» **Supplied material**
(begin)

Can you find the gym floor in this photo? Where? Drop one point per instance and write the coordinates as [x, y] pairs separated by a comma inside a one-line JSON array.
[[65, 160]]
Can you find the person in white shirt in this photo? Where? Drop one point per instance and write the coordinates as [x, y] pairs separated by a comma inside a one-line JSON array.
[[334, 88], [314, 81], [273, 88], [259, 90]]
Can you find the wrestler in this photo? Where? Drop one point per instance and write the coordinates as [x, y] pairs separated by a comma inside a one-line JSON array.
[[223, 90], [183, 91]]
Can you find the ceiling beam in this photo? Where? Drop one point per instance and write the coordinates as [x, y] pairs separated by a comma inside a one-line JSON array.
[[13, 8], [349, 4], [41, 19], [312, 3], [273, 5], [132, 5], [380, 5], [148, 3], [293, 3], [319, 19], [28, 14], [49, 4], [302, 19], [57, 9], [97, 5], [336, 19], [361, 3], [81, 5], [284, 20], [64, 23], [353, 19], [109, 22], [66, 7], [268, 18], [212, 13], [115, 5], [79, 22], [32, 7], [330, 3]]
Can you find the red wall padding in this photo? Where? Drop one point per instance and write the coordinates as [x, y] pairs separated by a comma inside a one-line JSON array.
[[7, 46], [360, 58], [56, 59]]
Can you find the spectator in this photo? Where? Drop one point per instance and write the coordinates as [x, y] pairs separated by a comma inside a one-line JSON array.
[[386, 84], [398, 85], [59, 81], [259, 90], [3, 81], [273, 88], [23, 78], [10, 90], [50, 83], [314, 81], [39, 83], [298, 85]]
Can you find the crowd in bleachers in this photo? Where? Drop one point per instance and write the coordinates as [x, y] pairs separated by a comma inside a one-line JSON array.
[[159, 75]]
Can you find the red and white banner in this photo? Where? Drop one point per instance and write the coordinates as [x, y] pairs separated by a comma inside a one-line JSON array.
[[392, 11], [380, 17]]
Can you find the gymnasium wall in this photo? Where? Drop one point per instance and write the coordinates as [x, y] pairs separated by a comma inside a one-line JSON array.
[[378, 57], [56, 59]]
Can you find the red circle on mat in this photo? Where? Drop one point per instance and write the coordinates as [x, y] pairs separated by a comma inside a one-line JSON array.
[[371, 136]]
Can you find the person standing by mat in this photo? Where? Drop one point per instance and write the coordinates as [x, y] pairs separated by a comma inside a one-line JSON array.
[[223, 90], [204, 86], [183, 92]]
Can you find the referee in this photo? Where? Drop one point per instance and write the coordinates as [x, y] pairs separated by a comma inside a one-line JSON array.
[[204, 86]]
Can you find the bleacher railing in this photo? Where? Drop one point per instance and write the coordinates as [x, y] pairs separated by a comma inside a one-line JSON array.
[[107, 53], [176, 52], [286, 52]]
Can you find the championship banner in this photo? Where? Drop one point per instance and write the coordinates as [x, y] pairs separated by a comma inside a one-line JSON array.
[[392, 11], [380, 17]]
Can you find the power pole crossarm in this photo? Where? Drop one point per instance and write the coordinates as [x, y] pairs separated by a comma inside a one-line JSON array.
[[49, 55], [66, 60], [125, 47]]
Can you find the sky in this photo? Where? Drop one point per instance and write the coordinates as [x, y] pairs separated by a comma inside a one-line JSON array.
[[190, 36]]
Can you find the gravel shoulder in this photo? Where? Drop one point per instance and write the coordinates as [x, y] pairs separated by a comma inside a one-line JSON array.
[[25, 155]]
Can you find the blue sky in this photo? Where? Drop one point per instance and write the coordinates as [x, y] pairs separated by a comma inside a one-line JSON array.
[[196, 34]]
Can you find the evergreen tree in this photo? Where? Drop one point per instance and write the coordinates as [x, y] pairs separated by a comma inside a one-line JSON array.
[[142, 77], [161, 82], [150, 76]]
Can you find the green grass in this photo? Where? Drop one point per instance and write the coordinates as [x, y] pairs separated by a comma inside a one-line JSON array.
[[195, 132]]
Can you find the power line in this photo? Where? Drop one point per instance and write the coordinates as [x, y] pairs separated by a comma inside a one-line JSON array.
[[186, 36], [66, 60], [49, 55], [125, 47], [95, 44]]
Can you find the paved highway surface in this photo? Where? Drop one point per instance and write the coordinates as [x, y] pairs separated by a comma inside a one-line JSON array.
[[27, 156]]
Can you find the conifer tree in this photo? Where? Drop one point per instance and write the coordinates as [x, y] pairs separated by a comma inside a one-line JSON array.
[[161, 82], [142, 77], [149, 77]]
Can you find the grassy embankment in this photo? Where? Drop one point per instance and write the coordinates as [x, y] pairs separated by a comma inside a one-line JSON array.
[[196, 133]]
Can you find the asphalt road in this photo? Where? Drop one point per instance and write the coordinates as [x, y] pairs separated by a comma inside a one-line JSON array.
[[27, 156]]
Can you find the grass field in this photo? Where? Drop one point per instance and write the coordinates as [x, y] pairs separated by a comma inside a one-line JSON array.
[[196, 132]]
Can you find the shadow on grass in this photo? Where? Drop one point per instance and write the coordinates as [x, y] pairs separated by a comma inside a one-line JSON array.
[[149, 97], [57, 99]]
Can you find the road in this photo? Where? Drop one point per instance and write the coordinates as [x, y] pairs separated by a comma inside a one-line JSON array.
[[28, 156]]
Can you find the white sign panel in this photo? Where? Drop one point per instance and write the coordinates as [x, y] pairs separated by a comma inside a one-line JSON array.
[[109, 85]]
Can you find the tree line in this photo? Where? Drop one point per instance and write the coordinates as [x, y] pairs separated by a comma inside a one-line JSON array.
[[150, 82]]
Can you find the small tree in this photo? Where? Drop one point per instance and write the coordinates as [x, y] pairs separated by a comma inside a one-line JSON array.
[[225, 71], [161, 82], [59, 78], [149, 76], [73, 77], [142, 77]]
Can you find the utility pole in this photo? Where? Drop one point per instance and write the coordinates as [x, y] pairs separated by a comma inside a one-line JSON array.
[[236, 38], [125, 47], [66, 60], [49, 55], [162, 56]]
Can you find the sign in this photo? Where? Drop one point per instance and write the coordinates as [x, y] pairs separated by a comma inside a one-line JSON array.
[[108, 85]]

(end)

» **Description of the task**
Arrange the lines above as a Markdown table with the columns Row and Line, numbering each line and omitting any blank ones.

» **Exercise result**
| Row | Line |
|---|---|
| 1 | Can you find the gym floor in this photo? Where? Drop one point per instance and write the coordinates as [x, y] pairs separated by a comma inside a one-line JSON array. |
| 2 | [[65, 160]] |
| 3 | Can you find the person in white shirt in this photo? Where? Drop one point per instance and write the coordinates as [x, y] pairs separated by a comma inside a one-line JSON array. |
| 4 | [[334, 88], [314, 81], [273, 88], [259, 90]] |
| 5 | Can you find the wrestler in this photo? Where? Drop one point per instance and write the coordinates as [x, y] pairs separated by a comma inside a one-line JSON array. |
| 6 | [[223, 90], [183, 91]] |
| 7 | Can you find the ceiling beam in this photo? Where? Drop one point per instance and write the coordinates as [x, y] pairs separated by a comma inside a one-line JSON array. |
| 8 | [[13, 8], [349, 4], [41, 19], [312, 3], [273, 5], [132, 5], [380, 5], [148, 3], [293, 3], [319, 19], [28, 14], [49, 4], [302, 19], [57, 9], [97, 5], [336, 19], [361, 3], [81, 5], [284, 20], [64, 23], [353, 19], [109, 22], [66, 7], [268, 18], [212, 13], [115, 5], [79, 22], [32, 7], [330, 3]] |
| 9 | Can you find the red wall padding in this photo? Where? Drop one point per instance and write the coordinates as [x, y] pairs separated by a comma inside a one-line JSON array. |
| 10 | [[7, 46], [360, 58], [56, 59]] |
| 11 | Can you find the spectator in this photo? Where? Drop one point per instance and write the coordinates as [x, y] pairs separated by a comma inside a one-line JSON array. |
| 12 | [[386, 84], [398, 85], [59, 81], [259, 90], [3, 81], [273, 88], [23, 78], [10, 90], [50, 83], [314, 81], [39, 83], [298, 85]] |
| 13 | Can you find the crowd in bleachers in this photo? Where? Drop one point per instance and write the coordinates as [x, y] pairs separated by a comma inside a one-line JSON array. |
| 14 | [[159, 75]] |
| 15 | Can you find the red and white banner in this photo? Where? Drop one point per instance and write the coordinates as [x, y] pairs separated by a comma inside a one-line JSON array. |
| 16 | [[392, 11], [380, 17]] |
| 17 | Can you find the gymnasium wall in this photo? Where? Drop one point per instance and write the coordinates as [x, y] pairs separated by a comma inside a one-line JSON array. |
| 18 | [[378, 57], [56, 59]] |
| 19 | Can you find the red circle on mat in this photo? Where? Drop one point per instance and write the coordinates as [x, y] pairs separated by a comma inside a one-line JSON array. |
| 20 | [[371, 136]] |
| 21 | Can you find the person standing by mat in this photo? Where? Drop one point per instance and write the coordinates as [x, y] pairs separated by a comma inside a one-line JSON array. |
| 22 | [[223, 90], [204, 86], [183, 92]] |
| 23 | Can you find the referee in this photo? Where? Drop one point per instance and write the coordinates as [x, y] pairs separated by a comma inside a one-line JSON array. |
| 24 | [[204, 86]] |
| 25 | Can you find the bleacher railing in this photo? Where? Drop one point per instance and write the coordinates as [x, y] pairs separated by a comma inside a one-line JSON array. |
| 26 | [[107, 53], [176, 52], [286, 52]] |
| 27 | Can you find the championship banner in this photo? Where? Drop one point per instance and write the coordinates as [x, y] pairs separated by a comma inside a one-line JSON array. |
| 28 | [[392, 11], [380, 17]] |
| 29 | Can you find the power pole crossarm in this photo? Where? Drop one point per instance and write the coordinates as [x, y] pairs separated by a comma inside a one-line JSON array. |
| 30 | [[49, 55], [66, 60], [125, 47]] |
| 31 | Can you find the sky in this photo? Where? Drop one point per instance and write the coordinates as [x, y] pairs separated by a comma inside a one-line JSON array. |
| 32 | [[190, 36]] |
| 33 | Can you find the gravel shoulder in this photo? Where? Drop one point per instance and write the coordinates as [x, y] pairs separated by a comma inside a one-line JSON array. |
| 34 | [[25, 155]] |
| 35 | Can you find the blue sky in this photo? Where? Drop one point per instance and write the coordinates as [x, y] pairs separated by a comma inside a one-line JSON array. |
| 36 | [[196, 34]] |
| 37 | Can you find the evergreen tree in this photo? Where? Drop one point per instance and write the coordinates as [x, y] pairs separated by a comma inside a one-line JSON array. |
| 38 | [[142, 77], [161, 82], [150, 76]] |
| 39 | Can you find the green grass in this photo? Where? Drop one point per instance and write the coordinates as [x, y] pairs separated by a comma inside a one-line JSON array. |
| 40 | [[195, 132]] |
| 41 | Can you find the power line in this photo? Where? Drop one point per instance and write the coordinates as [x, y] pairs separated by a comma inside a one-line JSON array. |
| 42 | [[186, 36], [66, 60], [49, 55], [125, 47], [95, 44]] |
| 43 | Can you find the paved highway surface in this photo? Where? Drop one point per instance and write the coordinates as [x, y] pairs separated by a comma inside a one-line JSON array. |
| 44 | [[27, 156]] |
| 45 | Can you find the conifer tree in this photo? Where? Drop one point per instance and write the coordinates as [x, y] pairs separated by a comma inside a one-line JSON array. |
| 46 | [[161, 82], [142, 77], [149, 77]] |
| 47 | Can you find the grassy embankment in this photo? Where? Drop one point per instance and write the coordinates as [x, y] pairs separated by a comma inside a one-line JSON array. |
| 48 | [[196, 133]] |
| 49 | Can you find the asphalt road in this photo? Where? Drop one point per instance and write the coordinates as [x, y] pairs separated by a comma inside a one-line JSON array. |
| 50 | [[27, 156]] |
| 51 | Can you find the grass field in this photo? Where? Drop one point per instance and write the coordinates as [x, y] pairs separated by a comma inside a one-line JSON array. |
| 52 | [[196, 132]] |
| 53 | Can you find the shadow on grass in this photo? Where? Drop one point per instance and write the coordinates as [x, y] pairs separated by a comma inside a one-line JSON array. |
| 54 | [[149, 97], [57, 99]] |
| 55 | Can you find the road in this photo? Where? Drop one point per instance and write the coordinates as [x, y] pairs separated by a comma inside a one-line JSON array. |
| 56 | [[28, 156]] |
| 57 | Can you find the white sign panel in this photo? Where? Drop one point per instance and write the coordinates as [x, y] pairs separated by a comma inside a one-line JSON array. |
| 58 | [[109, 85]] |
| 59 | Can you find the tree line in this photo? Where? Drop one point per instance and write the coordinates as [x, y] pairs separated by a comma inside a one-line JSON array. |
| 60 | [[150, 82]] |
| 61 | Can you find the small tree in this photo? Where? Drop one point per instance and write the coordinates as [x, y] pairs separated by a comma inside a one-line JSON array. |
| 62 | [[225, 71], [161, 82], [59, 78], [149, 76], [73, 77], [142, 77]] |
| 63 | Can you find the utility pole in this photo? Where? Drop one point per instance and write the coordinates as [x, y] pairs separated by a comma inside a one-line JSON array. |
| 64 | [[236, 38], [125, 47], [66, 60], [49, 55], [162, 56]] |
| 65 | Can you find the sign in this photo? Where? Drop one point per instance and write the coordinates as [x, y] pairs separated by a comma inside a one-line JSON array. |
| 66 | [[108, 85]] |